SOURCE TEXT:
Following the lead of American researchers, scientists in Korea have moved from the realm of science fiction and developed the worlds smallest transistor (the nanotransistor) using a single molecule. Dr. Eric Drexton, a leading proponent of nanotechnology, says that nanomachines, or biological robots, injected in human bodies, can be programmed to recognize and kill cells. "Intelligent nano-scale devices will, in a few years, be injected into the human body," says Phil Kuekes, a computer scientist at Hewlett-Packard Labs.
Bill Gates, founder of Microsoft, is reputed to be leading a massive nanorobot research effort headquartered in India and Korea. Could this research effort involve the injection of nanorobots into humans via vaccines?
Meanwhile, at IBM, a scientific team expects to have a nanomachine called Blue Gene built and in use by 2003. Other advanced biotech teams are working on similar projects. In January 2000, President Clinton even declared a National Nanotechnology Initiative, promising $500 million for the effort.
Physicists at Harvard, Yale, Berkeley, and other universities believe that nanotechnology will be for the 21st century what computers, aircraft, autos, atomic power, and electricity were for the 20th century. Scientists believe that, eventually, tiny nano-technology robots will rebuild all of society and even fabricate new baby humans!

(Point localization data)
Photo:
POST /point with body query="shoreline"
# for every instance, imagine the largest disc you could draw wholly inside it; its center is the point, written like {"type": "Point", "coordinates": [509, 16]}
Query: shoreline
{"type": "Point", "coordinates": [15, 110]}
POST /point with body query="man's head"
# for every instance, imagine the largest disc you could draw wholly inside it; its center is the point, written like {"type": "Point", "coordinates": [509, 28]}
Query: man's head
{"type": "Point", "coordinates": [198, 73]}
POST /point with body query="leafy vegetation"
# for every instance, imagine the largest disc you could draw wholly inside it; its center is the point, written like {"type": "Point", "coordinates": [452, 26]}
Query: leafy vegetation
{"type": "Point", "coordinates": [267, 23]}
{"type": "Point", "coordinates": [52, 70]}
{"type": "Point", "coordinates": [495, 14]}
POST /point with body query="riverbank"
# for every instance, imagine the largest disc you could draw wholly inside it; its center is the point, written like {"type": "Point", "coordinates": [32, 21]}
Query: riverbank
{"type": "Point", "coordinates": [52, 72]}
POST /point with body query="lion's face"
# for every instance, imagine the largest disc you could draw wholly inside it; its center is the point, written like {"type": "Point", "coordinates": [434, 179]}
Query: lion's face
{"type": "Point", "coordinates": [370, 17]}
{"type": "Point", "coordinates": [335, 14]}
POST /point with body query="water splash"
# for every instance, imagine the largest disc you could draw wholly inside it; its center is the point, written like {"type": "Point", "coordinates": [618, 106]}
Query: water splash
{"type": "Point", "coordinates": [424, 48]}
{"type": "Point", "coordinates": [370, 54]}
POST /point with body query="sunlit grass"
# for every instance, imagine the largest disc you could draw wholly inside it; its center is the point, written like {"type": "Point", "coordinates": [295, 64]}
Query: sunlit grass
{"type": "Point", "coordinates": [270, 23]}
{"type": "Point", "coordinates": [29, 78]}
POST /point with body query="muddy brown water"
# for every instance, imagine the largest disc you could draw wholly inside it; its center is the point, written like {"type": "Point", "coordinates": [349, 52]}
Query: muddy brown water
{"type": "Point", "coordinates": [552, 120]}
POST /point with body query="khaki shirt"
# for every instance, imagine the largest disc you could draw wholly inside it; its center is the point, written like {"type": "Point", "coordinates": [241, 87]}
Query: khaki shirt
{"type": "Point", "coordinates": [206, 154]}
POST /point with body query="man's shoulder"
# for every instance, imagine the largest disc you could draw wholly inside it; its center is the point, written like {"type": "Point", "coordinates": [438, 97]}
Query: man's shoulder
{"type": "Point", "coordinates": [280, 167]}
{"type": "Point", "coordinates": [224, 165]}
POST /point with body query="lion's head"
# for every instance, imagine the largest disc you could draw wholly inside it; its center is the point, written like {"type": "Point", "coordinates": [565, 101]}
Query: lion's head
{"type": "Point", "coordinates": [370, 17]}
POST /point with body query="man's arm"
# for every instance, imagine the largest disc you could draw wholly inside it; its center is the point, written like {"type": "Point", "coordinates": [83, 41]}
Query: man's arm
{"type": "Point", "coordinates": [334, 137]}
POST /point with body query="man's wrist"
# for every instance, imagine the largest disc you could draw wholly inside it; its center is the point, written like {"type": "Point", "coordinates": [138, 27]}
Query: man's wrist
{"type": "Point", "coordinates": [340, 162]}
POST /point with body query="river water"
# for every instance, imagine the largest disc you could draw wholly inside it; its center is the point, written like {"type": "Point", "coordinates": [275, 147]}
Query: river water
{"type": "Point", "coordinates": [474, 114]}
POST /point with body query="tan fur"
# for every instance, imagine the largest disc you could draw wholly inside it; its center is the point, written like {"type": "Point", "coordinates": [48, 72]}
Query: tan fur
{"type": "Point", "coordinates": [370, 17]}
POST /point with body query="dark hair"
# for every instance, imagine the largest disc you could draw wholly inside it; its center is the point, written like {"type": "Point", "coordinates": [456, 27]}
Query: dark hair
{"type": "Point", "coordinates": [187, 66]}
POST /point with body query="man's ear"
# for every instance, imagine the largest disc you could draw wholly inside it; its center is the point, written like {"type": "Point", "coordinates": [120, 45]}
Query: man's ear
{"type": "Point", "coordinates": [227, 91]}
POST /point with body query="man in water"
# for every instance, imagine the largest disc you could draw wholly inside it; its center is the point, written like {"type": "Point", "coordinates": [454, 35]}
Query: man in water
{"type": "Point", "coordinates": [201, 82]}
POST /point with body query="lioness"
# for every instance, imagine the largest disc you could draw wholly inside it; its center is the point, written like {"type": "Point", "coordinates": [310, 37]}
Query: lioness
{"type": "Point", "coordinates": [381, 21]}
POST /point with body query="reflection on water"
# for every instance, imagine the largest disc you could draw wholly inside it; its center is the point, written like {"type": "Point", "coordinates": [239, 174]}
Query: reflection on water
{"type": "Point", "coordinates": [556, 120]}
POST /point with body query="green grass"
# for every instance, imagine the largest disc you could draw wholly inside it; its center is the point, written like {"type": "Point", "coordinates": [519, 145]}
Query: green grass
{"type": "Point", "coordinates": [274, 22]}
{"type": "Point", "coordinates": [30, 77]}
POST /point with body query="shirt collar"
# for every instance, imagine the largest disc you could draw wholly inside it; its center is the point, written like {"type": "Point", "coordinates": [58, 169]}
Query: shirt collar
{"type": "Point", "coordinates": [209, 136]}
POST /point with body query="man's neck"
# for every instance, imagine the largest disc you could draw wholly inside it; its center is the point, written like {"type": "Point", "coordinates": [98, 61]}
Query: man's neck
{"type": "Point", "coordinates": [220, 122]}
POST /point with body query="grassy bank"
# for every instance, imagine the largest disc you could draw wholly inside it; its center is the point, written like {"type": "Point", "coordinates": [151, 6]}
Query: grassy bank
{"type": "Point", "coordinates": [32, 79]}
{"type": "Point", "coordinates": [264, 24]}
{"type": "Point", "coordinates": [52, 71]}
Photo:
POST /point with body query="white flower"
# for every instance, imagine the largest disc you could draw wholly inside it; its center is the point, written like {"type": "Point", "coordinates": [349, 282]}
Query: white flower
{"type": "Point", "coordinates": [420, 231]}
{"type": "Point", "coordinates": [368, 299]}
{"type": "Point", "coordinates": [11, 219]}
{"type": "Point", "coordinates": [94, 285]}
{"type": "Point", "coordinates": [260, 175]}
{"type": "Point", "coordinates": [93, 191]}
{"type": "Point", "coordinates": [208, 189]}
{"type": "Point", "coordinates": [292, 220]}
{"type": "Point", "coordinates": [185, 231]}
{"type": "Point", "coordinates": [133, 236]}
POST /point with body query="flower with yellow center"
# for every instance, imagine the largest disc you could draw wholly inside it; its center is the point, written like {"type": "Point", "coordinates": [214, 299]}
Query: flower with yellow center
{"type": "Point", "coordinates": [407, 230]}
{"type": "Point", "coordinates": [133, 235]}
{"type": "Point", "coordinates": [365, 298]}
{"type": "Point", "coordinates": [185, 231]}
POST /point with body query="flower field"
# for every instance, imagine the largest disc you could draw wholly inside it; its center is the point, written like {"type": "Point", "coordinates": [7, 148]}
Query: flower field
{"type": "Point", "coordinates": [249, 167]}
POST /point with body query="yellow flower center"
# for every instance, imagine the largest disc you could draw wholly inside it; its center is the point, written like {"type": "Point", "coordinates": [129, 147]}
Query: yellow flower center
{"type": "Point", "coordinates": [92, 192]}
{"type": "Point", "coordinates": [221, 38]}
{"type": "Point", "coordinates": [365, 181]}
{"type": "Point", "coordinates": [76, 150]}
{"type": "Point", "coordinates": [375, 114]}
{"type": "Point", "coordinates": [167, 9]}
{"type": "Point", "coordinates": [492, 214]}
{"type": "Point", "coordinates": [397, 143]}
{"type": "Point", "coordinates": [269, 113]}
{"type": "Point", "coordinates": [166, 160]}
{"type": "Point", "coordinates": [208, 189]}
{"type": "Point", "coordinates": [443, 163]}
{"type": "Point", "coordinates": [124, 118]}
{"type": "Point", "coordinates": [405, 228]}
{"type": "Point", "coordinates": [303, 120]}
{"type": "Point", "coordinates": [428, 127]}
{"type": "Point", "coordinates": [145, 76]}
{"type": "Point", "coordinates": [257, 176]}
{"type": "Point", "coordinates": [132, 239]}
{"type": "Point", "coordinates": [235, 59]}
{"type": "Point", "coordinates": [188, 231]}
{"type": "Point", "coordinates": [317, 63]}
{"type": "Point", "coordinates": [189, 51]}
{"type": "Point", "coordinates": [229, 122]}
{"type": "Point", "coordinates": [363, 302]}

EXERCISES:
1. Extract the passage of the nanotechnology text starting at "Meanwhile, at IBM, a" and ending at "new baby humans!".
2. According to the nanotechnology text, how much money did President Clinton promise for the National Nanotechnology Initiative?

ANSWERS BELOW:
1.
Meanwhile, at IBM, a scientific team expects to have a nanomachine called Blue Gene built and in use by 2003. Other advanced biotech teams are working on similar projects. In January 2000, President Clinton even declared a National Nanotechnology Initiative, promising $500 million for the effort.
Physicists at Harvard, Yale, Berkeley, and other universities believe that nanotechnology will be for the 21st century what computers, aircraft, autos, atomic power, and electricity were for the 20th century. Scientists believe that, eventually, tiny nano-technology robots will rebuild all of society and even fabricate new baby humans!

2. $500 million